Do this: Carry the essay on children, hunting, and conservation forward from its final sentence.

Source text:
And what of the children - today's children?  

It is a fact, however, that the majority of today's youth is moving (or being led) farther and farther away from nature, from a healthy life in a healthy world.   Here, too, I need not go into detail;  just pick up today's newspaper and read all about it:  drug abuse, alcoholism, teenage prostitution, violent videos, etc.

I cannot believe that the kids voluntarily choose these evils, that they would not rather involve themselves in healthier, more meaningful activities - were they given the opportunity of doing so.  

I know they should "go for it" - because I have seen those who have been given the chance to take to finer pursuits with all the energy and enthusiasm a child is capable of.   And I know you, the reader, have seen it, too.

You are asking yourself what all this amateur philosophy can be leading up to.   It is this:  We can have wild nature, and we can have good children.   The wild animals and wild places we still have can instil in our children knowledge of and a love for a world where there is no evil.  

I know - beyond any doubt - that the children, in appreciation, will strive to protect that which has given them so much.   Nothing but good can come from such a mutually beneficial relationship.   But the children must be given the chance.

I do not believe that a hunter is an anachronism.   I think that hunting and fishing provide the two ways in which man comes closest to knowing and understanding nature.   I do not know of any true, ethical hunter who is not a conservationist.  

I know of some non-hunters who are true conservationists;  yet, they do not condemn hunting.  

I also know of some so-called conservationists who cannot conceive that anyone who can hunt for and kill a wild animal can be a conservationist.  

I have but little time for this third group, with their largely misdirected conservation efforts.  

So, to sum up, I believe that nature can be of immense benefit to our children, giving them a healthy life and a healthy outlook on life, a true sense of value for something that is of inestimable value, and the opportunity to choose between what is good and what is not good.  

In return, these children (tomorrow's adults) will protect and conserve nature.

I will be exaggerating if I say that these courses will be offering the youth of the Hunting community around the world a unique opportunity in outdoor learning and adventure.  

I don't think, Not from natural history books in the classroom, not from wildlife shows on TV, not from the inside of a car in the game reserve - but absolutely first-hand.  

They will be right there in the action - participating.   And while they are participating, they will be seeing and learning things - good things - that they will never forget.

They will take much away with them, but each will also be leaving a little behind.  

When you have lain in the shade and watched the eagle circling high above in the clear sky;  when you have seen the Springbuck "pronking" against a backdrop of blue mountains;  when you have sat at the campfire at night and listened to the jackals singing to each other across the valley;  when you have fallen asleep under big, bright stars - a part of you will stay.  

No matter where you go or what you do, you will have only to close your eyes for a second - and you will be back. 

To the fathers and mothers who read this, I ask you to give it some serious and deep thought.   It could just possibly be the best thing you ever do for conservation, your child - and yourself.  

And to the boys who read this - the best of luck in your campaigning.   We would like to have you with us.

I would like to take this opportunity to introduce in bullet form what the course comprises of and offer this to the Hunting community as a world first in the training and education of the younger generation that are fast becoming less interested in Hunting and conservation due to the pressure being exuded by the anti hunting lobbyists.

Rows from a box labeling dataset:
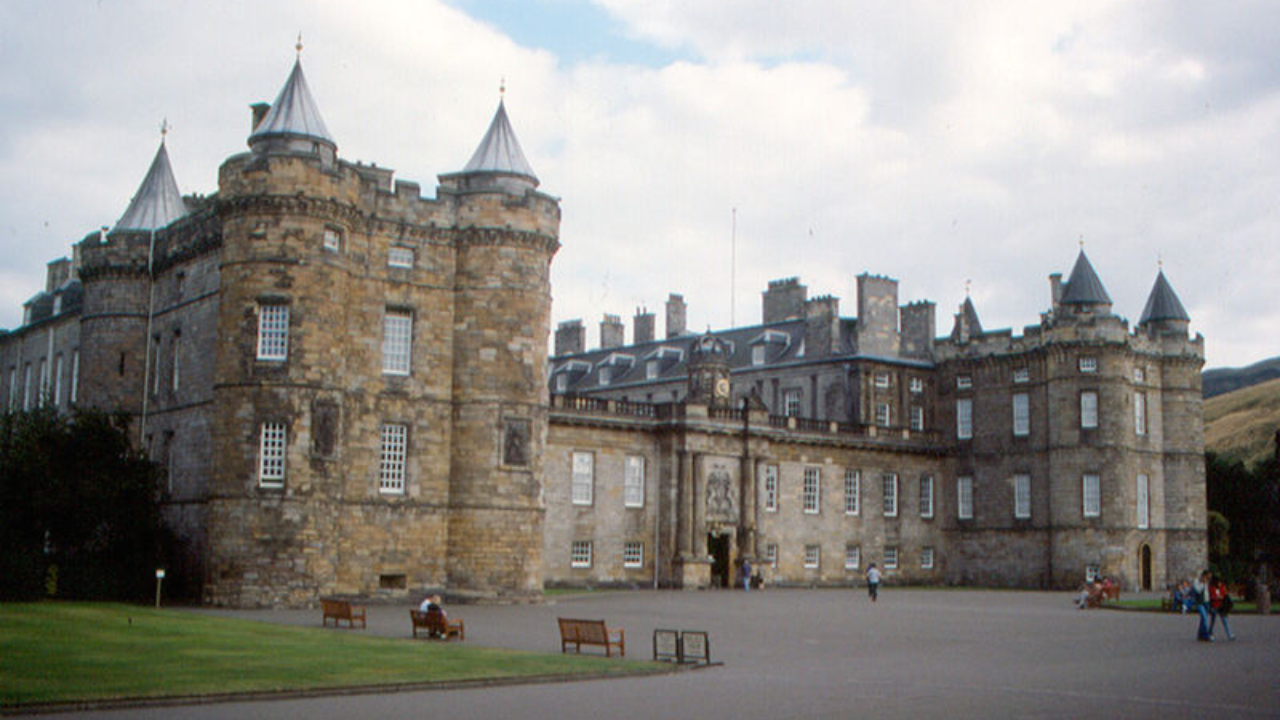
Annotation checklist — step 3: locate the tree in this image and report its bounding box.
[0,409,165,601]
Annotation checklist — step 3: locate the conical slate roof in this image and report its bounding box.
[115,140,187,231]
[462,100,538,182]
[1138,270,1192,325]
[1061,250,1111,305]
[248,58,337,145]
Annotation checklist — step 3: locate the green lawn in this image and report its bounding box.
[0,602,664,706]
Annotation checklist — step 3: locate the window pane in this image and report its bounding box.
[378,425,408,495]
[383,310,413,375]
[257,305,289,360]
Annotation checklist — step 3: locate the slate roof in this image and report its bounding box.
[114,141,187,231]
[1138,270,1190,325]
[462,100,538,182]
[248,58,337,145]
[1061,250,1111,305]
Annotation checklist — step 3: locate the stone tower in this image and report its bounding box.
[439,96,559,597]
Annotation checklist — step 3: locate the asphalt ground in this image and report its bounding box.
[32,587,1280,720]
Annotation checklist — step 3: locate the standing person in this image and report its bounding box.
[1192,570,1213,642]
[1208,575,1235,641]
[867,562,881,602]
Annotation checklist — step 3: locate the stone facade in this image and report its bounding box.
[0,57,1206,606]
[544,254,1207,588]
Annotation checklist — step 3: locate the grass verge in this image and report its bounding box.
[0,602,664,706]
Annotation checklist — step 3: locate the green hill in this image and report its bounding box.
[1204,379,1280,465]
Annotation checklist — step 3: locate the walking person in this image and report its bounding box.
[1208,575,1235,641]
[1192,570,1213,642]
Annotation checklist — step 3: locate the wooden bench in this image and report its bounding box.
[408,609,467,641]
[320,598,366,628]
[557,618,627,657]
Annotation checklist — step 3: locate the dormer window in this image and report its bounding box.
[324,228,342,252]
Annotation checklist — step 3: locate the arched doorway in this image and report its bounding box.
[1138,543,1151,591]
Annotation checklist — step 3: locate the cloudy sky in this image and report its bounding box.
[0,0,1280,366]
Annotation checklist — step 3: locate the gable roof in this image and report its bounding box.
[1061,250,1111,305]
[114,140,187,231]
[248,58,337,145]
[1138,270,1190,325]
[462,100,538,183]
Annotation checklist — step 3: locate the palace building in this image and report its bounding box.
[0,50,1206,607]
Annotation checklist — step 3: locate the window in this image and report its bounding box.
[568,541,591,568]
[845,470,861,515]
[1014,475,1032,520]
[622,542,644,568]
[257,423,287,488]
[845,544,863,570]
[881,473,897,518]
[1080,474,1102,518]
[324,228,342,252]
[257,305,289,361]
[956,477,973,520]
[1138,474,1151,529]
[1014,392,1032,437]
[378,424,408,495]
[764,465,778,512]
[70,348,79,405]
[622,455,644,507]
[169,332,182,392]
[804,468,822,515]
[387,246,413,268]
[956,397,973,439]
[54,354,63,407]
[1080,389,1098,429]
[804,544,822,570]
[782,388,800,418]
[571,452,595,505]
[383,309,413,375]
[36,357,49,406]
[1133,392,1147,436]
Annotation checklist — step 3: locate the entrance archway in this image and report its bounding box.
[707,533,732,588]
[1138,543,1151,591]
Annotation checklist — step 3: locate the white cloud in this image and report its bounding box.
[0,0,1280,364]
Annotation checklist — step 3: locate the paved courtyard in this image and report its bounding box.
[42,588,1280,720]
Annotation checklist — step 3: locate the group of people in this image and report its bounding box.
[1174,570,1235,642]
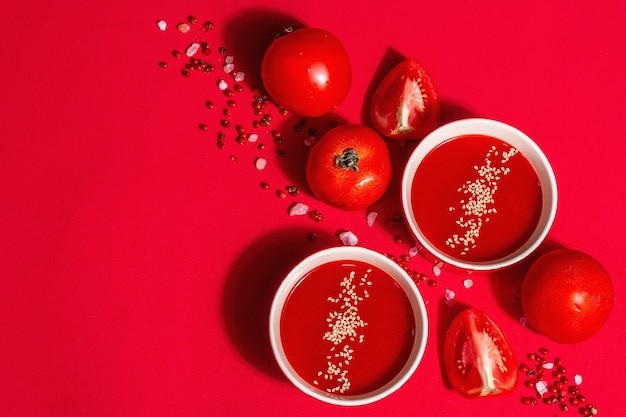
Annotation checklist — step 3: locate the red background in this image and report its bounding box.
[0,0,626,417]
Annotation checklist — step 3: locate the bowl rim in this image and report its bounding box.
[401,118,558,271]
[269,246,428,406]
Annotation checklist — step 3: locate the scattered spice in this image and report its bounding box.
[519,348,598,416]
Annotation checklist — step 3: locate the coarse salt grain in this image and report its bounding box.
[366,211,378,227]
[574,374,583,385]
[185,42,200,57]
[339,231,359,246]
[254,157,267,171]
[289,203,309,216]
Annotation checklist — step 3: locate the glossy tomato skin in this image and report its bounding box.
[306,124,392,210]
[261,28,352,117]
[521,249,615,344]
[443,308,518,398]
[371,57,440,140]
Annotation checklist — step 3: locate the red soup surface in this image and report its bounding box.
[411,135,542,262]
[280,261,415,396]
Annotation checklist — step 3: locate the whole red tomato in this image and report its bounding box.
[443,308,518,398]
[371,58,440,140]
[521,249,614,343]
[261,28,352,117]
[306,124,391,210]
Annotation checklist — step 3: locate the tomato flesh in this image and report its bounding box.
[306,124,392,210]
[261,28,352,117]
[521,249,615,343]
[371,58,440,140]
[443,308,518,398]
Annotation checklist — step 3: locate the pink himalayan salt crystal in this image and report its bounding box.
[289,203,309,216]
[535,381,548,396]
[304,136,316,148]
[433,261,443,277]
[185,42,200,57]
[176,23,191,33]
[574,374,583,385]
[339,231,359,246]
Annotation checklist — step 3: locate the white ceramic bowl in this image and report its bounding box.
[402,118,557,271]
[269,246,428,406]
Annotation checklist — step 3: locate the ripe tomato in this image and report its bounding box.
[521,249,614,343]
[306,124,391,210]
[261,28,352,117]
[371,58,440,140]
[443,308,518,398]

Response for this exercise:
I do believe that it will go a long way to claiming our rights to hunt by helping the next generation really understand what we are all about.

The idea is to get 10 to 12students from the ages of 12 to 18 on a 10 day course with the next course starting the day the first leaves and so forth. I realise that the best time to run these courses will be in conjunction with the US summer break.

It would be recommended that the students have a chaperone to accompany them on the flight and through the duration of the course. Southern Cross would be happy to sponsor the stay of this person.


The course will comprise of the following:

1) Marksmanship and the use of Handguns, Shotguns and Rifles
2) Safety
3) Reloading and Ballistics
4) Camp building and maintenance
5) Cooking
6) Tracking
7) Anatomy
8) Conservation versus Preservation
9) Sustainable use of wildlife and the Economics thereof
10) Stalking
11) Trophy Judging
12) Range Management
13) Traditions of the hunt and safari
14) Skinning and trophy preparation
15) Photography
16) Camp Fire talks on
17) Camp discipline, etiquette and manners
18) Hunting Traditions
19) The hunter as conservationist
20) Hunting equipment in general

This will all culminate in the hunting of a trophy animal by the student with a diploma from the course director.

All the different facets of the course will be learned both in the classroom and the field and the instruction will be done by some of the foremost experts in their field.

Attached is a short statement made by Dr. Byron Christie, one of the first students on the course and today a worldwide hunter.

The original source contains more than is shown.